## REQUIRED TASKS
- A) Copy the digital advertising article word for word, from "A bevy of internet" to "sales like iPhones.".
- B) Which companies does the digital advertising article say reported results in the past two weeks?

## SOURCE EXTRACT
Meta, Google, Apple and others reveal the messy state of digital advertising

Quarterly reports reveal winners and losers among platforms vying for advertising dollars in a tough climate.

Meta, Google, Apple and others reveal the messy state of digital advertising

A bevy of internet advertising financial reports, from the biggest names in digital media like Meta, Google and Amazon, have brought a deeper understanding of where the market sits today. And digital marketing has indeed hit hard times—some harder hit than others. Even Apple Chief Financial Officer Luca Maestri noted “pockets of weakness, primarily in digital advertising, that we will need to work through,” in an earnings call with analysts, and Apple barely relies on ad sales for its massive revenue machine. It generated $83 billion last quarter, mostly from device sales like iPhones.

In the past two weeks, Twitter, Snap, Meta, Google, Spotify, Amazon, Apple and Roku reported results offering insights into ads on websites, apps, audio and connected TVs. All companies noted that there are “macro-economic” challenges, such as inflation and signs of recession. Each of the major digital ad platforms have unique challenges in this new environment, including how they are coping with the changes that Apple has made to iPhones and its software, making it harder to track consumers online. Apple’s anti-tracking policies have made it harder for performance marketers, that use targeted ads to drive sales and downloads. Meanwhile, Twitter is dealing with totally unrelated uncertainty since it got into a battle for control of the company with billionaire Elon Musk, whom the company is suing to make good on a deal to buy Twitter for $44 billion.

## EXTRACTED DATA

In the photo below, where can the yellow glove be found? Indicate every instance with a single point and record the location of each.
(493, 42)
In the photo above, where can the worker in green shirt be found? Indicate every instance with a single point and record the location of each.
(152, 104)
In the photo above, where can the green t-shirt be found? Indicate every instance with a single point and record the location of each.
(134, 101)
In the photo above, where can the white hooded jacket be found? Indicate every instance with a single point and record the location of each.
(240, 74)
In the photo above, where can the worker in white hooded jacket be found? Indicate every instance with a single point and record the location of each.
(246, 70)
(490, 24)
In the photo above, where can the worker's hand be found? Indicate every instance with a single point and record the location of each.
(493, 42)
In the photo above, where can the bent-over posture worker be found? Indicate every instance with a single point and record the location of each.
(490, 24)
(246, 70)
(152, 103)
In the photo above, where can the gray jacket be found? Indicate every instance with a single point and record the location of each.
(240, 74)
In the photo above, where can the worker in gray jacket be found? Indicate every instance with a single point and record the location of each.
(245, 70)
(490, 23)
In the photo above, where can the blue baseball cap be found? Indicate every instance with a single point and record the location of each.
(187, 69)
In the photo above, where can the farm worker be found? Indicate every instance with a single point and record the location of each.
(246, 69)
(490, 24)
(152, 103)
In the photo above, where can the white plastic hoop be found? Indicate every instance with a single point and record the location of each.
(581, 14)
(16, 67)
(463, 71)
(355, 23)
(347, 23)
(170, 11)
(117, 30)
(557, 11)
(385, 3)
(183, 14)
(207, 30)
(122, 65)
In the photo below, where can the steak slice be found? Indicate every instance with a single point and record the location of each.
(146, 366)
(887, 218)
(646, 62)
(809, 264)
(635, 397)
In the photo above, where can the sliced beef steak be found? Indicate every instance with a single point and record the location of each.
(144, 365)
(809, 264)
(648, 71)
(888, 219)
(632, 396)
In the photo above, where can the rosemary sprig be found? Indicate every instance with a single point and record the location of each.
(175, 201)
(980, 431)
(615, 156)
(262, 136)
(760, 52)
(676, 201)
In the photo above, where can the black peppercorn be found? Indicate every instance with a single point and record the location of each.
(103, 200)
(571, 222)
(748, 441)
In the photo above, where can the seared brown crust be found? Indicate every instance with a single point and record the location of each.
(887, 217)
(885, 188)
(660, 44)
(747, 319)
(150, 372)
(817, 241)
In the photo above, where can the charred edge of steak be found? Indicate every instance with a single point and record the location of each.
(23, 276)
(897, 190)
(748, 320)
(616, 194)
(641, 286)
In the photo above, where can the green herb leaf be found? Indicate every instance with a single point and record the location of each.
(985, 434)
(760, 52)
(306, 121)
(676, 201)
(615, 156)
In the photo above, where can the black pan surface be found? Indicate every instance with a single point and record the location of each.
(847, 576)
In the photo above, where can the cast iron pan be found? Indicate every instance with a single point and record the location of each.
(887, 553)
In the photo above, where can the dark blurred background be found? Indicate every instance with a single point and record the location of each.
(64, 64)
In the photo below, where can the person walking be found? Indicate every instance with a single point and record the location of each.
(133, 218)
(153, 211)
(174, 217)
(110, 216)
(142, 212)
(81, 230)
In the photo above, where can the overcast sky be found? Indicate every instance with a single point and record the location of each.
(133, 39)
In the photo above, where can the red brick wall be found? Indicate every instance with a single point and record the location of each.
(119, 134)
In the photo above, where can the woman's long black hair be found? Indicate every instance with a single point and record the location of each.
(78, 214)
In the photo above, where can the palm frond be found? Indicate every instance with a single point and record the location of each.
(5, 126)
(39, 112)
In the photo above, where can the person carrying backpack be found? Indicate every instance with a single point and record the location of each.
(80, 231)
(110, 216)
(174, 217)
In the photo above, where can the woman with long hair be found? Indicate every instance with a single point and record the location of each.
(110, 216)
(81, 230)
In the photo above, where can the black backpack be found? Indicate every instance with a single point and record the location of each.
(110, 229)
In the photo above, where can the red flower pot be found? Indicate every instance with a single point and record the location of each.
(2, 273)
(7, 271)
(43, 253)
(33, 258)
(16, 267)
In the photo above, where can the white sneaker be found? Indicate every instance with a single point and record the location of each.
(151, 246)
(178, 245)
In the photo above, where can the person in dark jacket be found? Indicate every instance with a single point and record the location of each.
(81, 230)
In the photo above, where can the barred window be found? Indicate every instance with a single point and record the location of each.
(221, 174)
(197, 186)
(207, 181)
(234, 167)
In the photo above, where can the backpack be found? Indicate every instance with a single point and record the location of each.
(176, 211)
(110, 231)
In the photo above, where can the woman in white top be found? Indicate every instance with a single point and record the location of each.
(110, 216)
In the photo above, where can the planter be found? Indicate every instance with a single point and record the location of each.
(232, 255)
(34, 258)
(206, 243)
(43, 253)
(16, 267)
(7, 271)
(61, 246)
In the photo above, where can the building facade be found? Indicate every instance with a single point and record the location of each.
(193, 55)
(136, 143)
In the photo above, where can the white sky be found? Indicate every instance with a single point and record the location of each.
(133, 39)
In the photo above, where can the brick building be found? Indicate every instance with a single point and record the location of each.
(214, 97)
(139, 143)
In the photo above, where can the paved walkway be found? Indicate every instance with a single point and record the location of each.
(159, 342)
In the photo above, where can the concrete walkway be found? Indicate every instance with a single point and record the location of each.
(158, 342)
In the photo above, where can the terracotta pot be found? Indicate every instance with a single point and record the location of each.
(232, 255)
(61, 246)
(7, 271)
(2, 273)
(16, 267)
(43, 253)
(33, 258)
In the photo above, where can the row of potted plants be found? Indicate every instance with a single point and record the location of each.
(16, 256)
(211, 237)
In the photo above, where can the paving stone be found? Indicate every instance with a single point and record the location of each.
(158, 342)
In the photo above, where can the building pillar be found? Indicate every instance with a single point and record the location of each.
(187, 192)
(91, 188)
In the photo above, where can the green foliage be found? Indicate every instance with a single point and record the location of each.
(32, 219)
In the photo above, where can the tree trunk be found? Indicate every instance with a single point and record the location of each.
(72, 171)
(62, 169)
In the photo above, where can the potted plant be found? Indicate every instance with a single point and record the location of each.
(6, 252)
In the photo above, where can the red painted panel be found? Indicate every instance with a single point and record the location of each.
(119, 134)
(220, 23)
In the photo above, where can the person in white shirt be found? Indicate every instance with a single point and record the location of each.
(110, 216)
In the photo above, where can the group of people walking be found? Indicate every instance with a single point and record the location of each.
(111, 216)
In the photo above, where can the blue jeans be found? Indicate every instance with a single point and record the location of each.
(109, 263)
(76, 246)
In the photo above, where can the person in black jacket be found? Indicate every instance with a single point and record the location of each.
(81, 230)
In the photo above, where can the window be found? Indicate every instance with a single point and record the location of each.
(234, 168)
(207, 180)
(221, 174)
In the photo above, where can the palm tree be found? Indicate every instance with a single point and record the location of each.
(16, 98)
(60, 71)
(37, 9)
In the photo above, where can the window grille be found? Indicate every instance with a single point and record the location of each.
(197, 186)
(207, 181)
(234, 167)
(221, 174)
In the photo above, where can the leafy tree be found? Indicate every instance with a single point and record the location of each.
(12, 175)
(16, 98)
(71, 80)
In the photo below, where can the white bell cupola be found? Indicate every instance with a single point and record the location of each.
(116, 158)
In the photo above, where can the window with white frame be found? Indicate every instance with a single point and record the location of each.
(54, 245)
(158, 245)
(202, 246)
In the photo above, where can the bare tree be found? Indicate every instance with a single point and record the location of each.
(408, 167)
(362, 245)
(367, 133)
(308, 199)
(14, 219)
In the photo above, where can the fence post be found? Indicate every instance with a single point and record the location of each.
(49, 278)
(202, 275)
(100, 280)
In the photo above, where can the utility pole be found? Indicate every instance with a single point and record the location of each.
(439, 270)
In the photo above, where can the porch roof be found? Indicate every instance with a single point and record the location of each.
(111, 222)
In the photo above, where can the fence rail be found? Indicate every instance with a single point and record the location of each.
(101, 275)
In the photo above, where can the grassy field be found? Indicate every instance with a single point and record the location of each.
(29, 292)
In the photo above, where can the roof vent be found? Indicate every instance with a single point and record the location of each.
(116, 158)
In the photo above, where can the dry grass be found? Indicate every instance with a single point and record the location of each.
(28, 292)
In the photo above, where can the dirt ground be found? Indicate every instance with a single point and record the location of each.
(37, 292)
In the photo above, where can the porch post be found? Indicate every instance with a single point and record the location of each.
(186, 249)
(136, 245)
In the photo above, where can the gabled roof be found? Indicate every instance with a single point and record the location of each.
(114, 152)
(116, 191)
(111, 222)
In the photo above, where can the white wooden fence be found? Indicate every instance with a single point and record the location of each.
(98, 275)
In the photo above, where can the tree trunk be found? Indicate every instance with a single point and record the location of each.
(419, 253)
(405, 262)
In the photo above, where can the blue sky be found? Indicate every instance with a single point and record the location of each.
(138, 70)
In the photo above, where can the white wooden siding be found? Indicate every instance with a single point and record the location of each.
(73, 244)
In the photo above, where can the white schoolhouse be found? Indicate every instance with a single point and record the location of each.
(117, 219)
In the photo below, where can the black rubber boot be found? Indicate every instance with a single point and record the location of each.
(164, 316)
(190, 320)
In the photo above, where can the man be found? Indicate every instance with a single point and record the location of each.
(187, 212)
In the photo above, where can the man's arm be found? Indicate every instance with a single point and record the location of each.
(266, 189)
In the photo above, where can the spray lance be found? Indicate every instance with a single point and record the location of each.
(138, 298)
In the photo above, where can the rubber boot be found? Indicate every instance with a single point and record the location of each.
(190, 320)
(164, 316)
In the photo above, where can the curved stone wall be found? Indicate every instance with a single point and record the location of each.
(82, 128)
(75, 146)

## TASK-BY-TASK OUTPUTS
- A)
A bevy of internet advertising financial reports, from the biggest names in digital media like Meta, Google and Amazon, have brought a deeper understanding of where the market sits today. And digital marketing has indeed hit hard times—some harder hit than others. Even Apple Chief Financial Officer Luca Maestri noted “pockets of weakness, primarily in digital advertising, that we will need to work through,” in an earnings call with analysts, and Apple barely relies on ad sales for its massive revenue machine. It generated $83 billion last quarter, mostly from device sales like iPhones.

- B) Twitter, Snap, Meta, Google, Spotify, Amazon, Apple, Roku